GOAL → Reproduce every line of the data below verbatim, in its original order.

STORED RECORDS →

──────────

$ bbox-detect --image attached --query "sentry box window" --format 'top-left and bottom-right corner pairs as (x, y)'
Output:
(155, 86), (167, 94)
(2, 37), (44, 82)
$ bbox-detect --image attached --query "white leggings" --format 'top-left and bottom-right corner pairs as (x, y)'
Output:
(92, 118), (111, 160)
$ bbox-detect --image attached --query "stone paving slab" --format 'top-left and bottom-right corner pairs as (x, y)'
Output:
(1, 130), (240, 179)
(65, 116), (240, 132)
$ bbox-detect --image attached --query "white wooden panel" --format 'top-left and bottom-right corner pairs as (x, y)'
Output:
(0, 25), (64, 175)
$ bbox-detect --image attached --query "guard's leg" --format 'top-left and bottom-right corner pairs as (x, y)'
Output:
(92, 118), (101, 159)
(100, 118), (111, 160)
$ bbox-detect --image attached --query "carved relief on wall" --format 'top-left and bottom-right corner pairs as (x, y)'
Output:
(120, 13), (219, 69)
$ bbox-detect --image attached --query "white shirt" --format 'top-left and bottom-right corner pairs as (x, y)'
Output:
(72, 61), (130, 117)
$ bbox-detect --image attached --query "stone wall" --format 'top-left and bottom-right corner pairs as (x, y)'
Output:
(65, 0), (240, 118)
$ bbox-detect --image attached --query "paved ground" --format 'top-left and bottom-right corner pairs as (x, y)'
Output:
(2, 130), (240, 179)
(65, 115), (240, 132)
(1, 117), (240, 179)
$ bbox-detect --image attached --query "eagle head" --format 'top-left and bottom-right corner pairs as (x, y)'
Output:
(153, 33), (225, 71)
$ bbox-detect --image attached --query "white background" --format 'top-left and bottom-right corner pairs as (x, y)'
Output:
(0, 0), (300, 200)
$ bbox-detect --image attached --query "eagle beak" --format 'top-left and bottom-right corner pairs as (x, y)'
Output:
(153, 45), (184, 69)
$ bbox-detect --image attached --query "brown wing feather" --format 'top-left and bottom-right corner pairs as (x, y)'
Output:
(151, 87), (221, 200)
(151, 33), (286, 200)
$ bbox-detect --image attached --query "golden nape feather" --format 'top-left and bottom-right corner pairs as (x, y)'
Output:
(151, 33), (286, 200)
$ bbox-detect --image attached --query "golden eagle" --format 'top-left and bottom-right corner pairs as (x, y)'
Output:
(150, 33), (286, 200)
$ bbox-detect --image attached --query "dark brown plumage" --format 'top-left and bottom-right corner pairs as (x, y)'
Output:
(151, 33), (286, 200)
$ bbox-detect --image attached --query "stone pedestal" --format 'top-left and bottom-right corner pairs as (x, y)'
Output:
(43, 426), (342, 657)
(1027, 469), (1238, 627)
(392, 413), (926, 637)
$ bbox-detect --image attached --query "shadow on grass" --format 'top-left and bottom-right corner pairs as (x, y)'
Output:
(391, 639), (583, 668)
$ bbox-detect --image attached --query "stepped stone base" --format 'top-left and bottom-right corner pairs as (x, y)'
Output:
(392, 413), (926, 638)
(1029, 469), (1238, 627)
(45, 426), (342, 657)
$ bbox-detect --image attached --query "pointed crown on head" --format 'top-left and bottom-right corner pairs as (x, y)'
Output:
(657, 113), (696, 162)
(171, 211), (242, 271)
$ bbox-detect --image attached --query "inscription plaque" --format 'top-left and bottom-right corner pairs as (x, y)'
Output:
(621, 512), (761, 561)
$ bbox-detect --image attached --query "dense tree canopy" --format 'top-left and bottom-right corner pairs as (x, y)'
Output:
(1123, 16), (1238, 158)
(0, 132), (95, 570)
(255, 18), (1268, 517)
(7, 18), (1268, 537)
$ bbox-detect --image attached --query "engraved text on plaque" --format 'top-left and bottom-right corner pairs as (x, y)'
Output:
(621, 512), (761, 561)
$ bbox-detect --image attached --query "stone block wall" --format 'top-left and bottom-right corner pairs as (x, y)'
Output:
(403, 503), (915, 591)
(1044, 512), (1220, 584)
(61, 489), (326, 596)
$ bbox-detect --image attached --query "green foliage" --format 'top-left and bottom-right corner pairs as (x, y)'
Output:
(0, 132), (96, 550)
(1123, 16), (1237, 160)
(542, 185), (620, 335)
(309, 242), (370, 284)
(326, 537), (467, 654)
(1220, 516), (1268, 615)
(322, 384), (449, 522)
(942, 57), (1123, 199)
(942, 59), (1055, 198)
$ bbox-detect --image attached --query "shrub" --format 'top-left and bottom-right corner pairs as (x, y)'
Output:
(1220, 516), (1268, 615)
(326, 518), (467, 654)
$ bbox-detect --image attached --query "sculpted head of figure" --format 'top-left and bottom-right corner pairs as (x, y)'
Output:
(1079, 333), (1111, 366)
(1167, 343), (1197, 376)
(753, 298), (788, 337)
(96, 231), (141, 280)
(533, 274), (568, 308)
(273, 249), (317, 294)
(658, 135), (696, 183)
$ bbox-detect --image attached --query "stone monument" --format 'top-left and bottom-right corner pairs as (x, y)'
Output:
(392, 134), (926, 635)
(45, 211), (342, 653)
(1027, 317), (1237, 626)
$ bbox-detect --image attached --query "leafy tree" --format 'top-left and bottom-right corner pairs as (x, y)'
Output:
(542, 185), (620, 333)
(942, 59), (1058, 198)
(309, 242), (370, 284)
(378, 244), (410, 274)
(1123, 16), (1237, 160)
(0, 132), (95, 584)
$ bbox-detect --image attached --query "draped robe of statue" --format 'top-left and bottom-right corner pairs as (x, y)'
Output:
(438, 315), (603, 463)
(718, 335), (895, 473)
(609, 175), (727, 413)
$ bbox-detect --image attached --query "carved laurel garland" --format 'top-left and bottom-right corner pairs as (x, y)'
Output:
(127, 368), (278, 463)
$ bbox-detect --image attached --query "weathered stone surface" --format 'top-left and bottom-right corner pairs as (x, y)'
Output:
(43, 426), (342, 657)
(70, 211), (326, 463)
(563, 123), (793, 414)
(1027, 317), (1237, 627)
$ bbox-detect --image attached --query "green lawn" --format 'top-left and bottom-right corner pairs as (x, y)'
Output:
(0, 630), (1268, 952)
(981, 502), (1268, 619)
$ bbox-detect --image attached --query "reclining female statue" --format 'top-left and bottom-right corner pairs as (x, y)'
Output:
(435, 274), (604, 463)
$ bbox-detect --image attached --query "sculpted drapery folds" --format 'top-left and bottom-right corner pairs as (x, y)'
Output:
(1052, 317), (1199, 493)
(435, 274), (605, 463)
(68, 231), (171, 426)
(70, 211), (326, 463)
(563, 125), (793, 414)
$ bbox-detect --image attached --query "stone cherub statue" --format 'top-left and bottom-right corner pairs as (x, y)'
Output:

──────────

ANSWER FOR THE TASK →
$ bbox-detect --image attached --query "sentry box window" --format 'top-left and bottom-right corner pairs as (x, y)'
Output:
(155, 86), (167, 94)
(2, 37), (44, 82)
$ bbox-detect --image attached --query "white leggings" --format 'top-left and bottom-right corner pairs as (x, y)'
Output:
(92, 118), (111, 160)
$ bbox-detect --image attached --query "stone paving slab" --format 'top-left and bottom-right corner pairs as (x, y)'
Output:
(1, 130), (240, 179)
(65, 116), (240, 132)
$ bbox-detect --image attached --query "white wooden panel" --format 'top-left and bottom-right corner pairs as (x, y)'
Output:
(0, 25), (64, 175)
$ bbox-detect --image attached --query "guard's leg" --format 'top-left and bottom-right corner pairs as (x, y)'
Output:
(92, 118), (101, 159)
(100, 118), (111, 160)
$ bbox-detect --image attached --query "carved relief on wall" --format 'top-left and bottom-right corner pairs as (x, y)'
Output:
(120, 13), (219, 69)
$ bbox-detect --image attached --query "white shirt" --format 'top-left and bottom-right corner pairs as (x, y)'
Output:
(72, 61), (130, 117)
$ bbox-detect --image attached --query "stone wall" --format 'top-left and bottom-right corner pairs as (x, y)'
Output:
(65, 0), (240, 118)
$ bbox-detect --image attached --query "paved ground" --format 'top-left and bottom-right corner pairs as (x, y)'
Output:
(2, 130), (240, 179)
(65, 115), (240, 132)
(1, 117), (240, 179)
$ bbox-detect --image attached --query "eagle head" --format 'top-left and bottom-right corner pairs as (x, y)'
Output:
(153, 33), (225, 71)
$ bbox-detect --image attached --query "white background" --format 'top-left and bottom-right corner pairs as (x, y)'
Output:
(0, 0), (300, 200)
$ bbox-detect --image attached --query "eagle beak" --format 'top-left and bottom-right corner pairs as (x, y)'
Output:
(153, 45), (184, 69)
$ bbox-detect --image attached --query "brown wing feather" --format 'top-left and bottom-right corner pairs as (x, y)'
Output:
(151, 87), (221, 200)
(151, 33), (286, 200)
$ bbox-detect --image attached --query "golden nape feather" --format 'top-left and bottom-right corner pairs as (x, y)'
Output:
(151, 33), (286, 200)
$ bbox-detect --image attached --query "golden eagle" --format 'top-left and bottom-right corner pairs as (x, y)'
Output:
(150, 33), (286, 200)
$ bbox-detect --image attached --query "dark brown plumage" --format 'top-left and bottom-right corner pairs as (x, y)'
Output:
(151, 33), (286, 200)
$ bbox-detect --image attached --query "stone pedestal" --format 'top-left and bottom-right corner pairs as (x, y)'
Output:
(43, 426), (342, 657)
(1027, 469), (1238, 627)
(392, 413), (926, 637)
$ bbox-detect --image attached --query "shadow on grass" --format 'top-left and bottom-right corner pairs as (x, y)'
Output:
(391, 639), (583, 668)
$ bbox-detect --image attached --query "stepped stone base" --format 'top-left and bottom-right corner pairs as (x, y)'
Output:
(392, 413), (926, 638)
(1029, 469), (1238, 627)
(45, 426), (342, 657)
$ bbox-detect --image attached --query "pointed crown on head" --format 'top-left and bottom-right corner pairs as (x, y)'
Output:
(657, 113), (696, 162)
(171, 211), (242, 271)
$ bbox-detect --image attached --query "inscription plaque" --format 'top-left and bottom-right corner pairs as (x, y)'
Output:
(621, 512), (761, 561)
$ bbox-detect --image attached --query "dense tree canopy" --format 'top-left and bottom-right corner pairs as (x, y)'
Output:
(1123, 16), (1238, 158)
(0, 132), (95, 570)
(255, 18), (1268, 517)
(7, 18), (1268, 537)
$ bbox-detect --image attached --query "engraved text on plaque" --format 'top-left and bottom-right corner pairs as (x, y)'
Output:
(621, 512), (761, 561)
$ bbox-detect --image attached --query "stone block wall" --format 'top-left and bottom-right corner pairs as (x, y)'
Output:
(403, 503), (915, 591)
(1044, 512), (1220, 584)
(61, 489), (326, 596)
$ bbox-detect --image attached --query "green foliage" --format 'top-left and bottom-right corner pairs as (x, y)'
Output:
(0, 132), (96, 550)
(1123, 16), (1237, 160)
(542, 185), (620, 335)
(309, 242), (370, 284)
(326, 537), (467, 654)
(1220, 516), (1268, 615)
(322, 384), (449, 522)
(942, 57), (1123, 199)
(942, 59), (1055, 198)
$ bbox-detect --image attached --query "shrub" --format 'top-left and bottom-right corner pairs as (x, y)'
Output:
(1220, 516), (1268, 615)
(326, 518), (467, 654)
$ bbox-detect --image attached --query "sculpted head of figure" --format 'top-left and bottom-right corner pairs as (x, y)'
Output:
(1079, 333), (1111, 366)
(1167, 343), (1197, 376)
(753, 298), (788, 337)
(96, 231), (141, 280)
(533, 274), (568, 308)
(273, 249), (317, 294)
(658, 135), (696, 183)
$ bbox-detect --image attached --query "stone monument" --format 'top-left and bottom-right corner pairs as (x, y)'
Output:
(392, 134), (926, 635)
(45, 211), (342, 653)
(1027, 317), (1237, 626)
$ bbox-detect --image attached --query "leafy tree" --format 'top-left and bottom-right corner pairs as (x, y)'
Output:
(542, 185), (620, 333)
(942, 59), (1058, 198)
(309, 242), (370, 284)
(378, 244), (410, 274)
(1123, 16), (1237, 160)
(0, 132), (95, 584)
$ bbox-detect --image attached --query "draped robe of statue" --format 'top-left and bottom-right corner pairs as (x, y)'
Output:
(438, 315), (603, 463)
(718, 335), (895, 473)
(609, 175), (727, 413)
$ bbox-detect --image attached --query "carved laurel garland" --format 'top-left and bottom-right corner pairs as (x, y)'
Output:
(127, 368), (278, 463)
$ bbox-detect --image attached --query "weathered stone surface" --format 'top-left and bottom-right corner pairs as (x, y)'
Output:
(43, 426), (342, 657)
(70, 211), (326, 463)
(563, 123), (793, 414)
(1027, 317), (1237, 627)
$ bbox-detect --image attached --query "green lawn" --format 'top-left and bottom-right corner pairs as (x, y)'
Output:
(0, 630), (1268, 952)
(981, 502), (1268, 619)
$ bbox-detect --image attached --query "reclining female statue" --format 'top-left and bottom-right corner pairs as (x, y)'
Output:
(435, 274), (604, 463)
$ bbox-detect --image attached --query "sculpted drapery folds" --format 'top-left and bottom-right corner pairs as (x, y)'
Output:
(1052, 317), (1199, 493)
(435, 274), (605, 463)
(68, 231), (171, 426)
(70, 211), (326, 463)
(563, 125), (793, 414)
$ bbox-detect --image attached --query "stone cherub statue" --format 'top-left and bottom-right corner pairs as (x, y)'
Output:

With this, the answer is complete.